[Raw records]
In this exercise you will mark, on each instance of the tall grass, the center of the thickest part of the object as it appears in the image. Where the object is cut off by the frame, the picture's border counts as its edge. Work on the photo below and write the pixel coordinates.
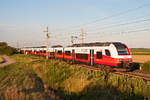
(35, 75)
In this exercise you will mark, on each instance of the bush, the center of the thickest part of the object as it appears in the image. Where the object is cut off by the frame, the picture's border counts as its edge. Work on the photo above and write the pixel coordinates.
(7, 50)
(146, 66)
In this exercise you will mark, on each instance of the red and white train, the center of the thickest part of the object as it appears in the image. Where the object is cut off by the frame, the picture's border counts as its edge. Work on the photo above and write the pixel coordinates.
(108, 53)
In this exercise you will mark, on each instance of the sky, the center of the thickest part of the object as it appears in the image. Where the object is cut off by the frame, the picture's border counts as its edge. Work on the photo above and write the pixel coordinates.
(126, 21)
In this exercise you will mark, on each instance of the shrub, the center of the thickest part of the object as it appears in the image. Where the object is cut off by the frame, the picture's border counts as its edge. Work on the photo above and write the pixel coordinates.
(146, 66)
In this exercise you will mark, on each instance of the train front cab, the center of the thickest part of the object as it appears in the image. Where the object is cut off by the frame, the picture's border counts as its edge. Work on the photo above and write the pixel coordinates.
(122, 55)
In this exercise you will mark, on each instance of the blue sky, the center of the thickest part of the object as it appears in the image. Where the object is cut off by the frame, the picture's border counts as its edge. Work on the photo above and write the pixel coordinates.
(26, 19)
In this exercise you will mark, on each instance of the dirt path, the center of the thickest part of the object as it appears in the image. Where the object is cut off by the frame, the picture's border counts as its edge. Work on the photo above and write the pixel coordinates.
(7, 61)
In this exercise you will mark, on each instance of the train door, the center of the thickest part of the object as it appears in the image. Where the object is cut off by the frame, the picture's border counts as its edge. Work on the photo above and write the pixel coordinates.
(92, 57)
(73, 57)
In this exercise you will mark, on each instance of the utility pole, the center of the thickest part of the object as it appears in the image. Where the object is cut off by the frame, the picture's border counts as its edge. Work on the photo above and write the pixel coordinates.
(47, 37)
(82, 30)
(73, 38)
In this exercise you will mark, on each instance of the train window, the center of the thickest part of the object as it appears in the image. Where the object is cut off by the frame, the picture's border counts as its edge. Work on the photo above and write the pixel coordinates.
(59, 52)
(82, 56)
(107, 52)
(67, 53)
(51, 53)
(99, 55)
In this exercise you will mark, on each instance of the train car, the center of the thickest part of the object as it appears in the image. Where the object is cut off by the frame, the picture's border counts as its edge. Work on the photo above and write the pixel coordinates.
(51, 53)
(58, 52)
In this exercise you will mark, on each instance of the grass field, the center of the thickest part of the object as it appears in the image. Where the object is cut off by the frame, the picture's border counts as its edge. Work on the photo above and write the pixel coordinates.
(35, 78)
(1, 60)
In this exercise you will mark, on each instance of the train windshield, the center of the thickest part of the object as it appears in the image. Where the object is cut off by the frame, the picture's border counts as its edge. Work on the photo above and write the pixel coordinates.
(121, 49)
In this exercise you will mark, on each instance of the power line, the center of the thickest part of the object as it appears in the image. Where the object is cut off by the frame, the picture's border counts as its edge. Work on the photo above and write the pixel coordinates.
(128, 23)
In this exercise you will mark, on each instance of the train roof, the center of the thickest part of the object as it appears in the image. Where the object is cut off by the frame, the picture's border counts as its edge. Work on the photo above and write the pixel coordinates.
(95, 44)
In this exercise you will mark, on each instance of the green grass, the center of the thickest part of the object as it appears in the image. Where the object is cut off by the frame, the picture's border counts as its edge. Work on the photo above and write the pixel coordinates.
(31, 74)
(146, 66)
(1, 60)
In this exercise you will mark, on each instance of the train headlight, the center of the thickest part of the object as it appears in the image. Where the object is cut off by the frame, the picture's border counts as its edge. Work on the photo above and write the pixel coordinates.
(121, 60)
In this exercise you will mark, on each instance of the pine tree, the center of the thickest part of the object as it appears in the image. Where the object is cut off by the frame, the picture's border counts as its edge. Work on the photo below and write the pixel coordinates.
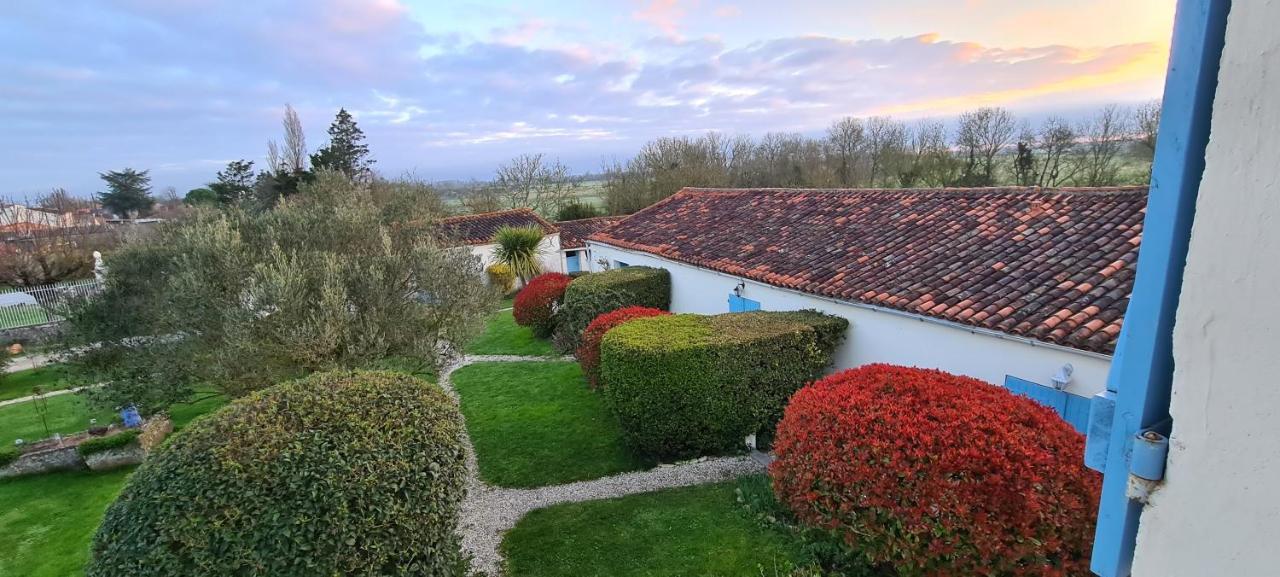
(346, 151)
(128, 192)
(234, 183)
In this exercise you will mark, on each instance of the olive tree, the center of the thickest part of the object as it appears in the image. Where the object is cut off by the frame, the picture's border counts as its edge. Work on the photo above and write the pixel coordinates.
(240, 301)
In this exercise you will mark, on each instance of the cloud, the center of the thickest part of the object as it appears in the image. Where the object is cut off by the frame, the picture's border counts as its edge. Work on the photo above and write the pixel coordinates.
(662, 14)
(158, 83)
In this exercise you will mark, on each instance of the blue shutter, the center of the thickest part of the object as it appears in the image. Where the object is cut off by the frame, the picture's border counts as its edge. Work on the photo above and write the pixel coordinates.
(741, 305)
(1073, 408)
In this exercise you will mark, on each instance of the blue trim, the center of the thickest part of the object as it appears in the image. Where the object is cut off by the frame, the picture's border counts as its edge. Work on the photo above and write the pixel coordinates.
(1142, 369)
(1073, 408)
(741, 305)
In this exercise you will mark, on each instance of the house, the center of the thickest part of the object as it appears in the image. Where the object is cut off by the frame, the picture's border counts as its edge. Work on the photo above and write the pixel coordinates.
(1022, 287)
(476, 233)
(577, 255)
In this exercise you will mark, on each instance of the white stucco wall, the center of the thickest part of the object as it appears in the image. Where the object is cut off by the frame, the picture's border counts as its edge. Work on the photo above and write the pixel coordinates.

# [DESCRIPTION OF THE TASK]
Leave out the pictures and transcribe everything else exactly.

# [RESULT OF THIS TASK]
In this exercise you will mark, on each instance of the tall grass, the center of the thickest part of the object as it appears in the image. Where the object is cut off by the frame, the picture's border counts as its edge. Work on the photo below and write the pixel coordinates.
(35, 75)
In this exercise you will mark, on each instance of the bush, the center of the thickest part of the object as it appears in the image. Where the object is cut off by the frame, the picture's border counts as its edge. Work on the photo above and write the pixel coordinates.
(7, 50)
(146, 66)
In this exercise you will mark, on each instance of the red and white train, the center of the thickest part of the object as it appears in the image. Where the object is cut off by the frame, the picture's border counts as its edge. Work on the photo above and write the pixel coordinates.
(108, 53)
In this exercise you will mark, on each instance of the sky, the center of the thickest part of the object as it appears in the image. Where the object is cut off by the frame, the picture's border counts as its edge. Work on the photo above and write the pixel coordinates.
(126, 21)
In this exercise you will mark, on each instance of the shrub, the center of the thickest part of the object as it appears in the image. Where the object is cut off by the frame, the picture's border counts as its edge. Work on the photo above and write the pixel coordinates.
(146, 66)
In this exercise you will mark, on each instance of the train front cab, the center of the thickest part of the object as it appears in the image. Where the object is cut off by the frame, the picture's border counts as its edge. Work on the photo above and write the pixel coordinates.
(122, 55)
In this exercise you will mark, on each instance of the blue sky, the center of the thickest part of the object as it appears in the image. Where the object is cut off by the frame, the picture's border counts as its edge. Work on the photo above and write the pixel coordinates.
(26, 19)
In this exercise you will mark, on each instance of the dirt path, the center of the thickest part of the object as it appears in the image. Where the object is cut off by the frame, the picture's border counts as its edge. Work on the photo above and write the pixel coordinates.
(7, 61)
In this exercise you will mark, on each instance of the train door, the center of the thickest part of the object as it appears in the image. Where the object is cut off by the frame, the picture's border counts as its edge. Work on the photo above and write the pixel coordinates.
(92, 57)
(73, 57)
In this exercise you will mark, on each instance of the utility pole, the center of the thickest part of the object as it appears in the image. Where the object is cut off by the frame, the picture's border counts as its edge. Work on the photo above and write the pixel coordinates.
(47, 37)
(82, 30)
(73, 38)
In this exercise you will mark, on each instance of the train window, the center of the thickest part of the object as it appears in the image. Where the object is cut off by the frame, the picture's border counts as its edge. Work on the photo above and write the pixel coordinates.
(59, 52)
(82, 56)
(107, 52)
(67, 53)
(51, 53)
(99, 55)
In this exercise you will mark, on each instance of the train car, the center of the thickest part of the object as it appears in the image. Where the object is cut off by the frame, the picture's border counts as its edge. Work on the photo above and write the pixel coordinates.
(51, 53)
(58, 52)
In this exercise you will mark, on each instance of the grass field, the center of the thickest part of the object as it appears in the image. Where the object is cut off by the frame, the picture's border counts as its edge. Work on the photo above and write the pixel coordinates.
(35, 78)
(1, 60)
In this exercise you will mark, on each instance of the train windshield, the center of the thickest part of the object as it appears in the image. Where the object is cut off by the frame, the picture's border counts as its edge. Work on the photo above and write the pixel coordinates.
(121, 49)
In this exercise you will mark, on each instance of the power line, the center of the thickest part of the object as it appears in the image. Where the object is cut off by the frame, the picture's border counts as its edge. Work on the photo above and write the pixel coordinates.
(128, 23)
In this exercise you will mark, on each instance of the train roof, the center of the thickest part of the object as it appears in the image. Where the object is cut off by the frame, the picture's border counts as its edge. Work on the photo above and write the pixel coordinates.
(95, 44)
In this exercise you will mark, on each instance of the green grass, the center of the thickest part of the object as it appears in the image. Where the object is cut off by the frame, the picture's border counts as its edge. Work on the photo above and write the pixel coordinates.
(31, 74)
(146, 66)
(1, 60)
In this exercise you will mark, on each instance of the train headlight, the center of the thickest part of the object as it appears in the image. Where the object is cut off by the frame, the picture's border counts as its edge. Work on the photo above and write the pixel coordinates.
(121, 60)
In this exercise you will mark, on each instance of the pine tree, the center of the thickest part of the object as it appears in the image. Where the object is cut off by the frame, the picture's border counts as its edge. Work on the photo below and write the pixel coordinates.
(346, 151)
(128, 192)
(234, 183)
In this exercise you will mark, on each instance of the olive tree, the center of the thickest part of the object as it appears in the image. Where the object is cut off by the frame, the picture's border counts as its edge. Work on the photo above and write the pixel coordinates.
(240, 301)
In this exercise you will mark, on each instance of the cloud, the center of the thickest part of the object as it appears in the image. Where the object is cut off by the frame, the picture's border counts as its edge. Work on the photo above and write the pixel coordinates.
(662, 14)
(158, 83)
In this exercise you will mark, on each instance of the blue shutter, the center of the thickest part of the object as it appears in the image. Where the object is cut off by the frame, the picture's border counts as its edge. Work on the photo above and write the pixel coordinates.
(741, 305)
(1073, 408)
In this exercise you will mark, on each instance of the blue trim, the center of the thickest part of the object as it appears in the image. Where the object is cut off by the frame, the picture's border counts as its edge. Work on the photo above and write the pixel coordinates.
(1142, 369)
(1073, 408)
(741, 305)
In this exercise you will mark, on each instance of the house, the center of the thickest part of the object as it appears in the image. Where the object is cut off by the frame, the picture's border counts as its edge. Work on the photo above and write the pixel coordinates.
(1022, 287)
(476, 233)
(577, 255)
In this exercise you will mark, on each instance of the white stucco wall, the center of the thickest part of the object as it appears in the image. Where the object is cut off by the frame, the picture's border counts as its edge. Work on the photo above and write the pixel coordinates.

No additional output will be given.